• _EXERCISE_:
Extract every line of the data below that contains the string "racing", matching case exactly.
———
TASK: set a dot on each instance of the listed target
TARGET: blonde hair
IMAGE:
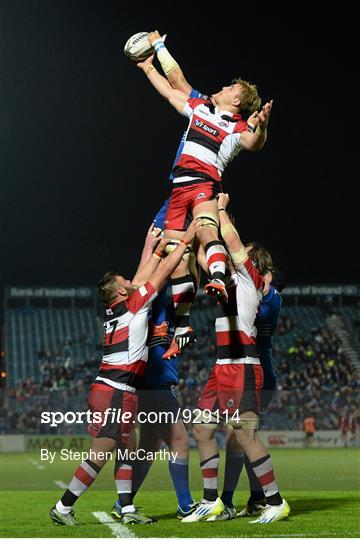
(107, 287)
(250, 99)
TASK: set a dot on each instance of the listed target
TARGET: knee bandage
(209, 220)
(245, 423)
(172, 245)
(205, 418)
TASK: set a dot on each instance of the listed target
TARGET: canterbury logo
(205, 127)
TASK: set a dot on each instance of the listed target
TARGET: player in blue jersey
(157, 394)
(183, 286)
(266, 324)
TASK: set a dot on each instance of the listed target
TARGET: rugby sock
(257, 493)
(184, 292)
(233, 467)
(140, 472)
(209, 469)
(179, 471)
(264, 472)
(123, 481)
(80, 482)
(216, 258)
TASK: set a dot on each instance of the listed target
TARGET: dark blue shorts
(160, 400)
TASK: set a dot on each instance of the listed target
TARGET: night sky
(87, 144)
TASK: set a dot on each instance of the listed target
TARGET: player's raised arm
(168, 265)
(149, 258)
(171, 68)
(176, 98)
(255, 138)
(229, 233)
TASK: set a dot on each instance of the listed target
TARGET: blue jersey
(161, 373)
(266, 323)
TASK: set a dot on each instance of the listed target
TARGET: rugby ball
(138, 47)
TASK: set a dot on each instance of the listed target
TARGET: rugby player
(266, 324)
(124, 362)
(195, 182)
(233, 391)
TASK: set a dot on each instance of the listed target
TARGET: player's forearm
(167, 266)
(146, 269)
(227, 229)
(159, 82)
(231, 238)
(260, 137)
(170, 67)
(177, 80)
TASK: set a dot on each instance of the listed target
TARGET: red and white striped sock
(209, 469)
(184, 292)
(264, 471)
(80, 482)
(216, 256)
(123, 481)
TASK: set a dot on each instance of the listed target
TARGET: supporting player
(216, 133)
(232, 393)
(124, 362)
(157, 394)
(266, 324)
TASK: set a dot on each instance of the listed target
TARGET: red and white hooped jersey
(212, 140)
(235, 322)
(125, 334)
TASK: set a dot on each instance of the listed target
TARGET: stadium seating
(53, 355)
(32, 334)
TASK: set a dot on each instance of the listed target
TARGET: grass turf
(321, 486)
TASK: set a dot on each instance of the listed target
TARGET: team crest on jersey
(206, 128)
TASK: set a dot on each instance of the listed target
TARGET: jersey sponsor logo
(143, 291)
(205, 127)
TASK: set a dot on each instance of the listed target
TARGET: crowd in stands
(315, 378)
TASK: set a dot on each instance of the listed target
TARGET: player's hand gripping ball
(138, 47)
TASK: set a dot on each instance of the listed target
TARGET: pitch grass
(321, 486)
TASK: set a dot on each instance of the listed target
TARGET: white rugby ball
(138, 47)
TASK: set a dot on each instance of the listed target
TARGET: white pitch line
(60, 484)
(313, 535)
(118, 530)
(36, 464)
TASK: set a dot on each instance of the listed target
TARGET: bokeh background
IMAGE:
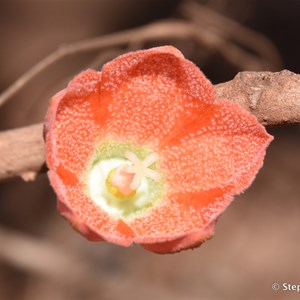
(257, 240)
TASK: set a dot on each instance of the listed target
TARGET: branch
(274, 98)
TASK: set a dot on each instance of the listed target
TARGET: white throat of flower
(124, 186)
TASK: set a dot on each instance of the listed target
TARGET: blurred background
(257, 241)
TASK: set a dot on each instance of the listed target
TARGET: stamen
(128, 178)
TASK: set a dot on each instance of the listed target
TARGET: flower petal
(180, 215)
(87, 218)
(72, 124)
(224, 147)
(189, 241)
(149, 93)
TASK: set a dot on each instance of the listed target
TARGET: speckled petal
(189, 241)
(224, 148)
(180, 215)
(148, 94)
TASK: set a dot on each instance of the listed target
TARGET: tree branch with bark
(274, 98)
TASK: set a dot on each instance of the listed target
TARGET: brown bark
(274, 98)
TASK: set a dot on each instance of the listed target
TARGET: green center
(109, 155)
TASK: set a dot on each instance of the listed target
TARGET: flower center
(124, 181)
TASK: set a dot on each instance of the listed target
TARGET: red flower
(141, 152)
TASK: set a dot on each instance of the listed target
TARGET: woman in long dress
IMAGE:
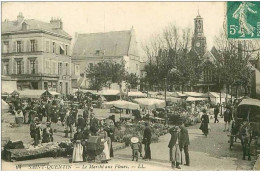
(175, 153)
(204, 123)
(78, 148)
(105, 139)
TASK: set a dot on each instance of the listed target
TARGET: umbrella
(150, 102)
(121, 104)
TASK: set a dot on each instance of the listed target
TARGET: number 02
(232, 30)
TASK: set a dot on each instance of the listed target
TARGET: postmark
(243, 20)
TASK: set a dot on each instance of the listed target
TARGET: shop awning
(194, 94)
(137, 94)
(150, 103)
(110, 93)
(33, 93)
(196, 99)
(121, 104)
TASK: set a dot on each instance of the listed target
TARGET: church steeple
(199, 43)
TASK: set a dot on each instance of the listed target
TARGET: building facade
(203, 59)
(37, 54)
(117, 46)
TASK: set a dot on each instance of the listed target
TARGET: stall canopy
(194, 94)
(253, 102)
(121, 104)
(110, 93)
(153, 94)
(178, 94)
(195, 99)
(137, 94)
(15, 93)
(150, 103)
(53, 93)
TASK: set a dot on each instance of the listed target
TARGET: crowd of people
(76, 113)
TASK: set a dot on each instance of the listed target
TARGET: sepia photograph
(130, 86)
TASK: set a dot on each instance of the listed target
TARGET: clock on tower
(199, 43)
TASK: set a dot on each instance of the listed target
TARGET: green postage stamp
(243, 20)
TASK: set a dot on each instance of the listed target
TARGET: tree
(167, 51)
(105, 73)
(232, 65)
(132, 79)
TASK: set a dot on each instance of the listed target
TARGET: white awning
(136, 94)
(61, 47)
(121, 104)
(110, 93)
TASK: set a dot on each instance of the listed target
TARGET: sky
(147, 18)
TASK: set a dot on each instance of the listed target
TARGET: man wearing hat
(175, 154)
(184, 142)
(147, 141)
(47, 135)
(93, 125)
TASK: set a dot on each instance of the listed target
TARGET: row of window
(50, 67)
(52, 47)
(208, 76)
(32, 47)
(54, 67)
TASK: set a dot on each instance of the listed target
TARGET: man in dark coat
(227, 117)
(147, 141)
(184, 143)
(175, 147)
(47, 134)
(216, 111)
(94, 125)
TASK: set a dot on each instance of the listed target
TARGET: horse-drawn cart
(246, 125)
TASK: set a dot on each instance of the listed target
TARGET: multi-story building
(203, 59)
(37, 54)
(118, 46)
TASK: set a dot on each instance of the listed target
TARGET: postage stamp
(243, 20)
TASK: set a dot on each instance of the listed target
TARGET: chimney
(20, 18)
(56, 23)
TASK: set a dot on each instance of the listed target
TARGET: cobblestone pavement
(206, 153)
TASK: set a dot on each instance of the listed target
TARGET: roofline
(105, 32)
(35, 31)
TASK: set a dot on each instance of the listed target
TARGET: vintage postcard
———
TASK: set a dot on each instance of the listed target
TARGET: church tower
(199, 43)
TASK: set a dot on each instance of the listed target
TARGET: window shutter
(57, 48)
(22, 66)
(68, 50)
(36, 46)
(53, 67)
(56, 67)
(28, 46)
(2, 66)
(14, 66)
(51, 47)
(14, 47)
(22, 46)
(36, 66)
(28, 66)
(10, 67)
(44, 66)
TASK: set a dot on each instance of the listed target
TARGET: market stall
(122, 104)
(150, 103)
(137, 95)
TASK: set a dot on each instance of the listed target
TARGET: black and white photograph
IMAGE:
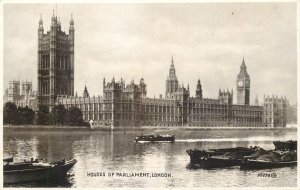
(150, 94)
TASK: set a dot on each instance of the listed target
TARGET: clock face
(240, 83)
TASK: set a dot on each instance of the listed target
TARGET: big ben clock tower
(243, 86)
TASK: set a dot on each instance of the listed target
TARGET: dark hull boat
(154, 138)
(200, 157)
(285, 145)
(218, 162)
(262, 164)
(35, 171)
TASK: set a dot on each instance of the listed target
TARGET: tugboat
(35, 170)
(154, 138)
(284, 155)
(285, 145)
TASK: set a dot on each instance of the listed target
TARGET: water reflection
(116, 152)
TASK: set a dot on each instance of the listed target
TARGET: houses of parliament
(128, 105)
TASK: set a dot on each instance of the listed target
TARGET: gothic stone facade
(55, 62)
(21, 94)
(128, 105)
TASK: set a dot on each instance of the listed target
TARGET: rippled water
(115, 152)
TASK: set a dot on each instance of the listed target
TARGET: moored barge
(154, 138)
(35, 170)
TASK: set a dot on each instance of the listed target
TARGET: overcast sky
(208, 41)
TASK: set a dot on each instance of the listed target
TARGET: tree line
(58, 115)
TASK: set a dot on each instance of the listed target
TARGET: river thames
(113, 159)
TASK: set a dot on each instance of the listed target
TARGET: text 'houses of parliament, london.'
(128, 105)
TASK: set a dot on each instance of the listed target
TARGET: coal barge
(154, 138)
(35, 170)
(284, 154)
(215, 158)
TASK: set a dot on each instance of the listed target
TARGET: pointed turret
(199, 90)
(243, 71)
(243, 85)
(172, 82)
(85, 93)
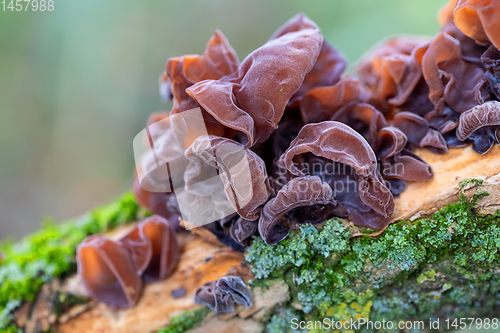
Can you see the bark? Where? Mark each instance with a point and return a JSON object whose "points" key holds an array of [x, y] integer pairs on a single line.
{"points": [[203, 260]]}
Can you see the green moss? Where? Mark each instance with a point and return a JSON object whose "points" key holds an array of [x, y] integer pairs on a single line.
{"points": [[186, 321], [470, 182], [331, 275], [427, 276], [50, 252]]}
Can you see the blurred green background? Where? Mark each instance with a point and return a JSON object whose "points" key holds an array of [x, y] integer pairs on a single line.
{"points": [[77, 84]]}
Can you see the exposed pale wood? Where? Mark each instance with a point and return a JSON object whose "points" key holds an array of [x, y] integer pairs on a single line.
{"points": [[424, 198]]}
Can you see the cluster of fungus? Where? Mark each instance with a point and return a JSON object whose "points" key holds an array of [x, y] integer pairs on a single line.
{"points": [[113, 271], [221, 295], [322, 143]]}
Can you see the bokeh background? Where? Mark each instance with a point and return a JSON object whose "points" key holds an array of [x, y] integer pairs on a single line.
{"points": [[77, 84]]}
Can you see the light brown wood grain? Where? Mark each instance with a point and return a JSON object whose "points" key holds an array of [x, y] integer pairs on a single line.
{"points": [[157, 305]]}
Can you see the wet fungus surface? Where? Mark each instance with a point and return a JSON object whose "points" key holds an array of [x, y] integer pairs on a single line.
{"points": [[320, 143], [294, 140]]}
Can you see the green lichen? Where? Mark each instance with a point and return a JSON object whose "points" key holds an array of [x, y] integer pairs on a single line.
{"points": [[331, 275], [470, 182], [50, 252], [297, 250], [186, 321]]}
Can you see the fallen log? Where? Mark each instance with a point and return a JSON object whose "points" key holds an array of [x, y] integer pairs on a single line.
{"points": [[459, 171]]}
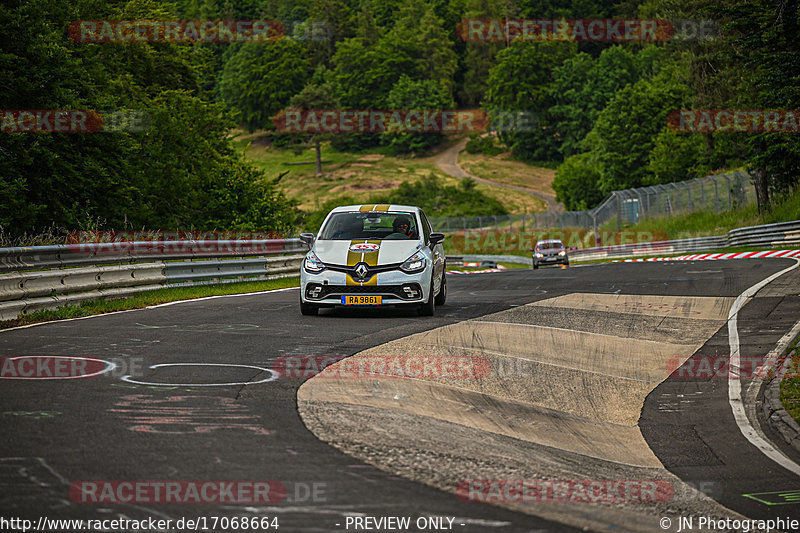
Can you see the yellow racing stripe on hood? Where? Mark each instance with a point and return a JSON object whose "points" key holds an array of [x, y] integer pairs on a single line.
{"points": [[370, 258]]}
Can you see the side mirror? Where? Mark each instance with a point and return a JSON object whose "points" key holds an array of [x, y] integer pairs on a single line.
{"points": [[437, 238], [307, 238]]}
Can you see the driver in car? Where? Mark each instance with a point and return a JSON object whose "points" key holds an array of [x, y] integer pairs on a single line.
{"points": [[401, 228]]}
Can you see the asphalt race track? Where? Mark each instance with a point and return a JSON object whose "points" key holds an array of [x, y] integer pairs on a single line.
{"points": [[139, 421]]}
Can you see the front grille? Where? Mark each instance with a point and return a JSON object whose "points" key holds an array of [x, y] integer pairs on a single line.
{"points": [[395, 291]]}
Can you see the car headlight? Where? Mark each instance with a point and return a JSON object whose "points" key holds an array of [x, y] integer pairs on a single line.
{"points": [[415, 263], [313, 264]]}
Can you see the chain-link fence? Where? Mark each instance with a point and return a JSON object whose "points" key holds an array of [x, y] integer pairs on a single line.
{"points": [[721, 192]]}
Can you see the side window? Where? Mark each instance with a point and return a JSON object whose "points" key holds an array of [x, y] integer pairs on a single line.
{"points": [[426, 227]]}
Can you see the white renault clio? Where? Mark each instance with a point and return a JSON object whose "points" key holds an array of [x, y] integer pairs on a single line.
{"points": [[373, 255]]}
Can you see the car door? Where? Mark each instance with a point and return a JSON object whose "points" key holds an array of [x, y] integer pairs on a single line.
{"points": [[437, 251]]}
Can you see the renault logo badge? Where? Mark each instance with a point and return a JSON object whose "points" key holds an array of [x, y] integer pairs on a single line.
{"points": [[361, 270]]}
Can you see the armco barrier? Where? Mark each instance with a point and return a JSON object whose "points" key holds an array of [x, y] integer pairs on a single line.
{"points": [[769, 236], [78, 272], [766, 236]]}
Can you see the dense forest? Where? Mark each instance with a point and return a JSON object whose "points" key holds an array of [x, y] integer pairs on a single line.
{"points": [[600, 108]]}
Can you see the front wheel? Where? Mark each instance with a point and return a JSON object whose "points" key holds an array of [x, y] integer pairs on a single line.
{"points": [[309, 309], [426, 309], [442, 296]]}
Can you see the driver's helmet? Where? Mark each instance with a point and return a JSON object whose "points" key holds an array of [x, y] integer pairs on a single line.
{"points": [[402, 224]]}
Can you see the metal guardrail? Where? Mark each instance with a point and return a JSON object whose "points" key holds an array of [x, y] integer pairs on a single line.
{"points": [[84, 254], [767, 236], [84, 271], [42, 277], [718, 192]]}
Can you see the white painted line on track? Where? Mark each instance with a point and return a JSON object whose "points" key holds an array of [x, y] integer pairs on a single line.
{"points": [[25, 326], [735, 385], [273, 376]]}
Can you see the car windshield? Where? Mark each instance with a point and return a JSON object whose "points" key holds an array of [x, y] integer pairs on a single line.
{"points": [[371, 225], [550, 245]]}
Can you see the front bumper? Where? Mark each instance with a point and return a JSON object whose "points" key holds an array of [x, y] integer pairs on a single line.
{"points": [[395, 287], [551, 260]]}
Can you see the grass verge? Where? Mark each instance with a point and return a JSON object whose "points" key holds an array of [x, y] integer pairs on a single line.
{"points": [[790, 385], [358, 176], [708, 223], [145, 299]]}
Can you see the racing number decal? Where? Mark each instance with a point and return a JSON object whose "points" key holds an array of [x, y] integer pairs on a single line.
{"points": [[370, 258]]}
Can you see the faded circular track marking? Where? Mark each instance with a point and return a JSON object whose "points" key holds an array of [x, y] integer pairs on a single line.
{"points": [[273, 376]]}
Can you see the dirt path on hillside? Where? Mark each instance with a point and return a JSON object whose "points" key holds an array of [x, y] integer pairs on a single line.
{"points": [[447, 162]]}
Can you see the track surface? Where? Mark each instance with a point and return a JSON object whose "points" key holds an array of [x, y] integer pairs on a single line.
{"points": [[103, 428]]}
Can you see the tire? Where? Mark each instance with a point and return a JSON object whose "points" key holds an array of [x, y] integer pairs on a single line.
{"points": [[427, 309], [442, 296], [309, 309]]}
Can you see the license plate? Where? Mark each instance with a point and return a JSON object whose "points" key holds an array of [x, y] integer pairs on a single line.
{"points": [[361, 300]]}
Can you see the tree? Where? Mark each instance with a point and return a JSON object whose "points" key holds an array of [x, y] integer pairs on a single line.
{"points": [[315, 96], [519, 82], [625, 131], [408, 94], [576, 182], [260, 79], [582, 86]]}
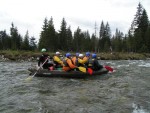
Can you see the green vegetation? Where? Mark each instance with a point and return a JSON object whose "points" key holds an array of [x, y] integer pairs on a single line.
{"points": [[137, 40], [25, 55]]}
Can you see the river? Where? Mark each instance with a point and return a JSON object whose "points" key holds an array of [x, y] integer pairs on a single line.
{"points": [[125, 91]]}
———
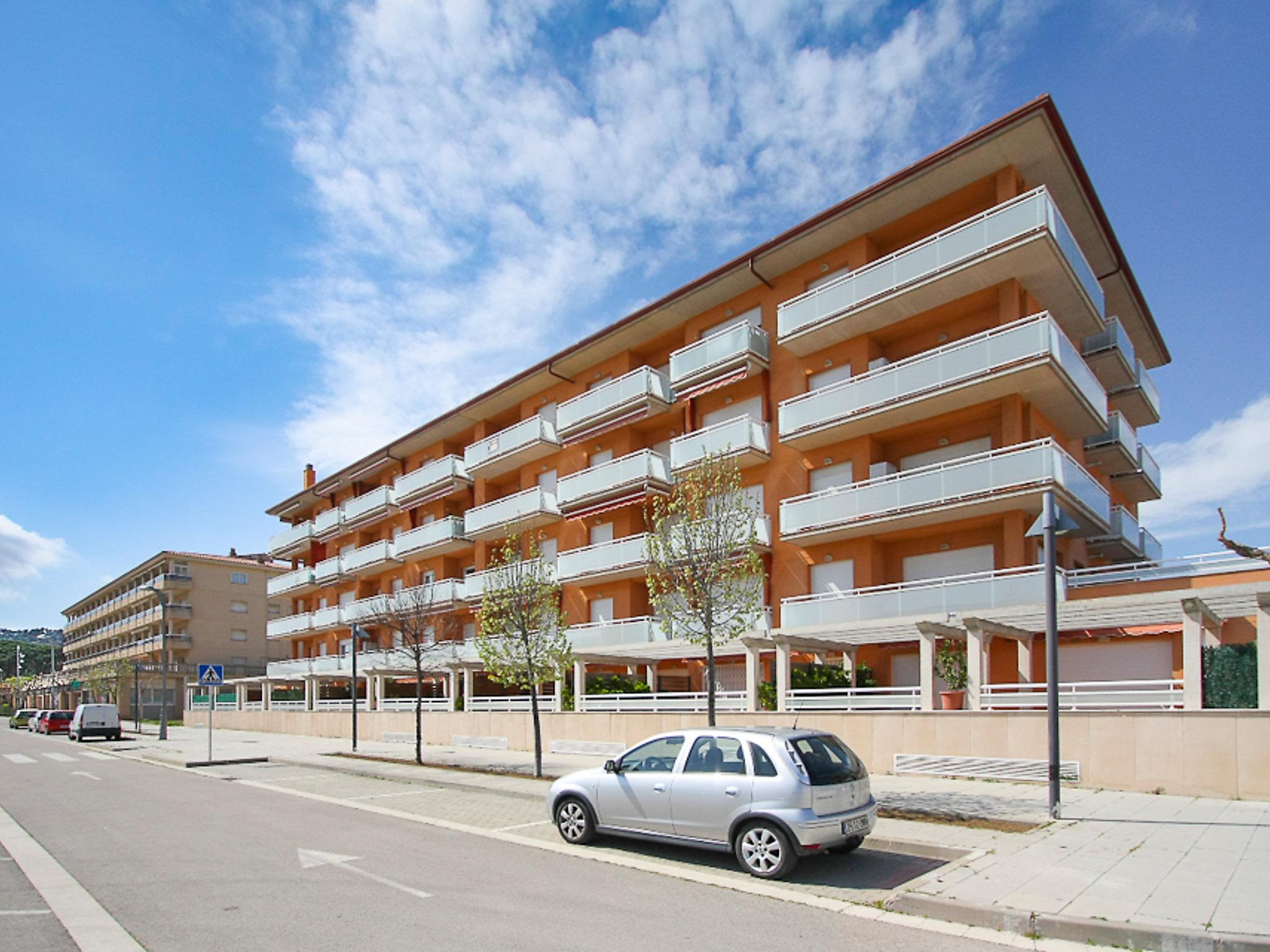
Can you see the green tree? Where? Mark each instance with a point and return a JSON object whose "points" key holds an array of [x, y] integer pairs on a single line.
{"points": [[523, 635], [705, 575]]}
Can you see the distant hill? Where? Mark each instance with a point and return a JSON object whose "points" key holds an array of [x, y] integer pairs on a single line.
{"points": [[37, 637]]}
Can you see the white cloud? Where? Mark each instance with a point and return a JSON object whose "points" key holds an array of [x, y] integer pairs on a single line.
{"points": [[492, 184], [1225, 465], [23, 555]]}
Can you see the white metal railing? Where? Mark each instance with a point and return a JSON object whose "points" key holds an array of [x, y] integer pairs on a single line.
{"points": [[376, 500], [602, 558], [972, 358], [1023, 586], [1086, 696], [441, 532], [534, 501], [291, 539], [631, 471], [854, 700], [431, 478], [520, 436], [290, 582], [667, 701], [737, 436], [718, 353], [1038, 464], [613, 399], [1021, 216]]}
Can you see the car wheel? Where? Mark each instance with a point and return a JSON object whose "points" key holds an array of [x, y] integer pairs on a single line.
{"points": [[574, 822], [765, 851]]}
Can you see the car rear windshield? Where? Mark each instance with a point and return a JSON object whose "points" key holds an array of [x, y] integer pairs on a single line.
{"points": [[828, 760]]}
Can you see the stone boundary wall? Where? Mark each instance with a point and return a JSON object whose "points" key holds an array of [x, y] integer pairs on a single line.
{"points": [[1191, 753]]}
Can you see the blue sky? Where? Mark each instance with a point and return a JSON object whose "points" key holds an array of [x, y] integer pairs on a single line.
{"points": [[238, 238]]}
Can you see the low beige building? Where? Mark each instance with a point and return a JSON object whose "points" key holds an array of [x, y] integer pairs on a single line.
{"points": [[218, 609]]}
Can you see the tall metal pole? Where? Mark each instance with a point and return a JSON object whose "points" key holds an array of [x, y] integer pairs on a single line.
———
• _COMPLETE OUTPUT_:
Can you see the yellow racing stripe on hood? Where? Mark each instance with a point and return a JSON object whose "points" key holds an array of [x, y] integer pairs on a single line.
Can you see the racing number decal? Where? Mark each instance with a point and return a JSON object whose "points" key holds an array of [x, y] integer pairs on a single line.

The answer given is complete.